* [Extracted text]
The cross cultural trade left the Haida with more than the ability for a rapid rise in social standing. European diseases, like Tuberculosis and Small Pox never before encountered on the coast, were transferred to the Haida who, with no inherited immunity rapidly succumbed to the ravages of the diseases. Within a few decades the Haida Nation, which experienced an initial cultural boom was decimated with mass deaths and the loss of entire villages.
Outside pressures from missionaries, an instituted colonial government combined with the death of so many members eventually forced the abandonment of almost all of the Nations villages and the settlement of the remaining members to the communities of Old Massett and Skidegate Mission. From an estimated 7,000 Haida at contact, fewer than 700 found their way to these two villages.
With the Haida Nation in a state of upheaval and suppressed through various methods of forced assimilation, the Islands were at the mercy of a newly formed Canadian Government acquiring lands and populating them with immigrants to prevent a feared U.S. expansion into this yet to be populated territory. Returning veterans of WW I and agrarian immigrants were encouraged to settle the areas of the Islands and were given large land grants with hopes they would settle and develop an agricultural base for the Islands. Many settlers attempted farming but the distance from markets, poor world-wide economic climate and lack of quality agricultural lands doomed these ventures. Within a few decades nearly all had been abandoned.
Those settlers who took up fishing had better prospects. The Islands proximity to the nutrient richness of the continental shelf made the area a center for the fishing industry. Salmon, Halibut, Crab, Razor Clams, and other species all contributed to the development of a lucrative local industry. Many canneries and processing plants developed around the Islands including whaling stations in Naden and Rose Harbours. With their maritime background many Haida were able to adapt to this new economy and began profitable ventures building boats and fishing. Masset developed a lively harbour where work was abundant and profitable.
The readily accessible monumental stands of Western Red Cedar and Sitka Spruce provided another catalyst for European settlement to the area. During WWII the tight grained, shatter resistant Sitka Spruce was of particular importance for airplane manufacturing and logging increased significantly to support the Allied war effort. Communities like Sandspit, Queen Charlotte City, and Port Clements developed to meet the world demand for wood and thrived, attracting families and establishing services.
Logging continued at a rapid pace for decades, until blockades by the Haida Nation and international pressure forced the governments of British Columbia and Canada to slow the allowed cut rate of the Islands forests and led to the creation of the Gwaii Haanas National Park and Haida Heritage Site. This National Park has continued with the unique style of the Islands by being the first National Park to be co-managed by a joint board of a First Nation and the Canadian Government. The isolation and ruggedness, unique natural endowments, intertwined with the ancient Haida village sites scattered throughout are some of the reasons that led to Gwaii Haanas, (Islands of Wonder) being named the best National Park in North America in 2005. The Park also protects the island of SGaang Gwaay a UNESCO World Heritage Site that features some of the best preserved totems and longhouse remains in their natural setting.

* [The problem]
Reproduce word for word the part of the Haida history text from "With the Haida" up to and including "had been abandoned.". You won't need the material that follows the Haida history text.

* [Study material]
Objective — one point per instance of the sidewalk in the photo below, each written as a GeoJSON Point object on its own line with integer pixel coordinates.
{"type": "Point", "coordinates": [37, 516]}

* * *

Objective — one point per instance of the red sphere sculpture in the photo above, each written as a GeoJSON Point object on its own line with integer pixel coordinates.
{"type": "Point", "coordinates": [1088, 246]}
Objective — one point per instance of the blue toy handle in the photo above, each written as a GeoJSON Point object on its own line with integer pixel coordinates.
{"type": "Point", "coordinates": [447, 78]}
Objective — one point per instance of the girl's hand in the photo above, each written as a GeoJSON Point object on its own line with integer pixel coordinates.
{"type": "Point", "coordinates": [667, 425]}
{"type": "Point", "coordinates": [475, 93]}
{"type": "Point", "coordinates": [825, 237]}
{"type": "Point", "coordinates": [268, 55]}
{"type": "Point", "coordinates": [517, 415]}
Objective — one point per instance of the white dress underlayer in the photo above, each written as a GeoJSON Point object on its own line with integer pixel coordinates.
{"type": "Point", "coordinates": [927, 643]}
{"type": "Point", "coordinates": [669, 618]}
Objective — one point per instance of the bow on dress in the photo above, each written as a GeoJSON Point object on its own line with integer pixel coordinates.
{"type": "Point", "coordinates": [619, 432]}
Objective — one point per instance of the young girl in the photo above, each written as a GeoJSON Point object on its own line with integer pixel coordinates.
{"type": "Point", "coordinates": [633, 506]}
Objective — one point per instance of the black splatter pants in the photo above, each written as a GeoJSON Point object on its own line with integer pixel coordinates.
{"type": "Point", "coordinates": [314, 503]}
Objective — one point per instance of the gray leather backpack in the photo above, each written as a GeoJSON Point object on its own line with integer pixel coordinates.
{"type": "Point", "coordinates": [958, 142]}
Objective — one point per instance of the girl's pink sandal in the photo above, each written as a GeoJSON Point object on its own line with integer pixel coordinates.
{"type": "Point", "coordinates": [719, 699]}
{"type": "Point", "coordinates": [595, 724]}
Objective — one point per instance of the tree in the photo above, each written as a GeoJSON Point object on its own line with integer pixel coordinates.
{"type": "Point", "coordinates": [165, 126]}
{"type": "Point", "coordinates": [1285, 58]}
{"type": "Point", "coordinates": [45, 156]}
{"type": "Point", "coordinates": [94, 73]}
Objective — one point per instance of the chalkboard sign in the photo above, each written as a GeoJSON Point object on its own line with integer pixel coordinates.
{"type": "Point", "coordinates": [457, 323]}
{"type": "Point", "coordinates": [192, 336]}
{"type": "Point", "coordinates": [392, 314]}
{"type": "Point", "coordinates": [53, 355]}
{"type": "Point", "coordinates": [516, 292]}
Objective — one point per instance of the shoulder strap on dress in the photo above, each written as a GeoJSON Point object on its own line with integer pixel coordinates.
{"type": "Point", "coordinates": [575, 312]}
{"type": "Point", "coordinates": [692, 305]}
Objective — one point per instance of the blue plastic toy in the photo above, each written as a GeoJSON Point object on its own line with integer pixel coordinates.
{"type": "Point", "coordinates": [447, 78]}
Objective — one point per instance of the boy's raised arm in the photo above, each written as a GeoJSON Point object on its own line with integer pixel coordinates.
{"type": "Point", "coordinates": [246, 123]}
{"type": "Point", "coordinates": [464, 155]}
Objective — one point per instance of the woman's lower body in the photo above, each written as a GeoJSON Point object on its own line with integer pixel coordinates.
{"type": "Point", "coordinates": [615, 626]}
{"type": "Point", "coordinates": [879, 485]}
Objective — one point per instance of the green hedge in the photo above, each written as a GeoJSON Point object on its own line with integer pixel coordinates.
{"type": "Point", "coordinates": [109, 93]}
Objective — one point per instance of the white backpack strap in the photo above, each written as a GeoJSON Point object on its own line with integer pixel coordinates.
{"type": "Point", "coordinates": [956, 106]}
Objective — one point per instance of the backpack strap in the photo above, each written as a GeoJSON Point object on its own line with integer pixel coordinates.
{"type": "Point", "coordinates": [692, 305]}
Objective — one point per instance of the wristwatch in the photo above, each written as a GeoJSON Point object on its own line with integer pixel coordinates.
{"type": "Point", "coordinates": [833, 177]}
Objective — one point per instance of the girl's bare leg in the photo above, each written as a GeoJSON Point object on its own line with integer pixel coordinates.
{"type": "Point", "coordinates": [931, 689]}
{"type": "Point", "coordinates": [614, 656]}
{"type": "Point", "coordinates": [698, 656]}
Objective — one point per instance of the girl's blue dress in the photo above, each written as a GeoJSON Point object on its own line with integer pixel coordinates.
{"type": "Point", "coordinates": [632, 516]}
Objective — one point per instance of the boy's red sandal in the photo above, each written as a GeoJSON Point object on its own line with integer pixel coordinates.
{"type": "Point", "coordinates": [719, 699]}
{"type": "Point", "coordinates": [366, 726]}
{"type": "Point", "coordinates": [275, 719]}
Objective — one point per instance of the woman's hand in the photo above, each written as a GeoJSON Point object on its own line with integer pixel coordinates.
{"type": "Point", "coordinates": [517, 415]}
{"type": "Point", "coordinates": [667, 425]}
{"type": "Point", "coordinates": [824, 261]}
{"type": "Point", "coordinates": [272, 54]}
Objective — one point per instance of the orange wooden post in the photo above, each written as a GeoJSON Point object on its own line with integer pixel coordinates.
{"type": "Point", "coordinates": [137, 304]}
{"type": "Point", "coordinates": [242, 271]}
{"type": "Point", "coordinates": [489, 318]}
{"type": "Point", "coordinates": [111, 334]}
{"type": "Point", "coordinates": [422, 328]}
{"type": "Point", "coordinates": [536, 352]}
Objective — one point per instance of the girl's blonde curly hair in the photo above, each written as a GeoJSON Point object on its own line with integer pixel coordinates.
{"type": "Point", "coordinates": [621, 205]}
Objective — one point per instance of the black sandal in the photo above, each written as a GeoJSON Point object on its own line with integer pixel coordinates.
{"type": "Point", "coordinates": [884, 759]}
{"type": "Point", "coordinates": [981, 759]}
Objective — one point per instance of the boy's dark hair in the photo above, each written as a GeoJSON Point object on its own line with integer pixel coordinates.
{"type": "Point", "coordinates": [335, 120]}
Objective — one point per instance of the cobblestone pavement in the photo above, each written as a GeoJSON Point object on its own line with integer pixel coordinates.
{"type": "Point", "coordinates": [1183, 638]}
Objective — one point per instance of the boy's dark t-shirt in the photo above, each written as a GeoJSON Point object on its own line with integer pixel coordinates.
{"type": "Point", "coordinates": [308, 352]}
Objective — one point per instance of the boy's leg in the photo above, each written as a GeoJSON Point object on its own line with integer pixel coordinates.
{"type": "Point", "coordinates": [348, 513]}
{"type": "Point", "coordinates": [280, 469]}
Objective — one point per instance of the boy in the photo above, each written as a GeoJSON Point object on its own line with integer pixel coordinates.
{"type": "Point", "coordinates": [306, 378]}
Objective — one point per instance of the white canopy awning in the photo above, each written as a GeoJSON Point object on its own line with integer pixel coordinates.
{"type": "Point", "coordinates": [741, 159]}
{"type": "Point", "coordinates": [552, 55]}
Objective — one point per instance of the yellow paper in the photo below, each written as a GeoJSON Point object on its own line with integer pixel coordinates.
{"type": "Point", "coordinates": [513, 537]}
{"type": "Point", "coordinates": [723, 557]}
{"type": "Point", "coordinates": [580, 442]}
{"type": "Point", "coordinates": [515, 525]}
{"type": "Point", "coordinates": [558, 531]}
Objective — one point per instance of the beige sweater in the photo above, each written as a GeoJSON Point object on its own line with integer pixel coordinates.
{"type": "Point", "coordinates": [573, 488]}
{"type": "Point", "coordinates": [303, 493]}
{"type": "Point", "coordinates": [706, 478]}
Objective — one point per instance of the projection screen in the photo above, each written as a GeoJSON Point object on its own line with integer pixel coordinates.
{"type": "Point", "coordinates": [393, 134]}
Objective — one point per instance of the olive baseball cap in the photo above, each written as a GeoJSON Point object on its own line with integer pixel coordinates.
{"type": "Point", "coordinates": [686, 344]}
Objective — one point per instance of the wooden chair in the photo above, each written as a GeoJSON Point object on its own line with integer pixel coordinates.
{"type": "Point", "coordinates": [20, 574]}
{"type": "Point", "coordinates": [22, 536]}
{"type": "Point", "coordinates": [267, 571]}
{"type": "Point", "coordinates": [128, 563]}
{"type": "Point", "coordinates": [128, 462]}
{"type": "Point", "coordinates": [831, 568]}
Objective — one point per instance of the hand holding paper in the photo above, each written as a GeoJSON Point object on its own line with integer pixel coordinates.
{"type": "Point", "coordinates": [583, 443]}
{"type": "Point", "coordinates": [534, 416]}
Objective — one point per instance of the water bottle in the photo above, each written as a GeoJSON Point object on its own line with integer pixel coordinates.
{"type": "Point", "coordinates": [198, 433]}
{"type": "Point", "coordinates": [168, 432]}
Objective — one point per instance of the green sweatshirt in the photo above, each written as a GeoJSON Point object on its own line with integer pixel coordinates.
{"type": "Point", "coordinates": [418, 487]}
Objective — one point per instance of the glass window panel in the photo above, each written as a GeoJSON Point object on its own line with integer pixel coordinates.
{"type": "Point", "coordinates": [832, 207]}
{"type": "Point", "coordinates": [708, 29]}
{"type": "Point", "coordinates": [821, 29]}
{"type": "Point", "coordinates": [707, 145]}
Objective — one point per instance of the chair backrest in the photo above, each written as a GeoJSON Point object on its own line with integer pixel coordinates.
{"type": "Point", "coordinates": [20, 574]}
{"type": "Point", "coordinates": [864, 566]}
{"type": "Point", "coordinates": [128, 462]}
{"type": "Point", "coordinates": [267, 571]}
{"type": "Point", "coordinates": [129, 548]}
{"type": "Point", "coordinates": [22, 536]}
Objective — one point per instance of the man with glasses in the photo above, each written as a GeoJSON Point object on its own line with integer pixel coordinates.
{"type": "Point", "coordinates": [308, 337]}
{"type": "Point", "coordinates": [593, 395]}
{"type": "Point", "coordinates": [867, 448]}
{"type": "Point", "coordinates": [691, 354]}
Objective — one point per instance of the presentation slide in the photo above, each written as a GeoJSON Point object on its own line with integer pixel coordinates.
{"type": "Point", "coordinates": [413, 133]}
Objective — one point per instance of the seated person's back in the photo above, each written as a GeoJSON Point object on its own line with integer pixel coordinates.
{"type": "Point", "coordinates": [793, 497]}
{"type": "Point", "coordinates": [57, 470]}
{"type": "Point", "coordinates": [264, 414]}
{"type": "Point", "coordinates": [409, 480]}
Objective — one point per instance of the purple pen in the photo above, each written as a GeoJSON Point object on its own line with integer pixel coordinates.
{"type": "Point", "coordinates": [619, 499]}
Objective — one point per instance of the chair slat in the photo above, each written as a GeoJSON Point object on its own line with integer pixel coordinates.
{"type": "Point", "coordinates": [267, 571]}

* [Written solution]
With the Haida Nation in a state of upheaval and suppressed through various methods of forced assimilation, the Islands were at the mercy of a newly formed Canadian Government acquiring lands and populating them with immigrants to prevent a feared U.S. expansion into this yet to be populated territory. Returning veterans of WW I and agrarian immigrants were encouraged to settle the areas of the Islands and were given large land grants with hopes they would settle and develop an agricultural base for the Islands. Many settlers attempted farming but the distance from markets, poor world-wide economic climate and lack of quality agricultural lands doomed these ventures. Within a few decades nearly all had been abandoned.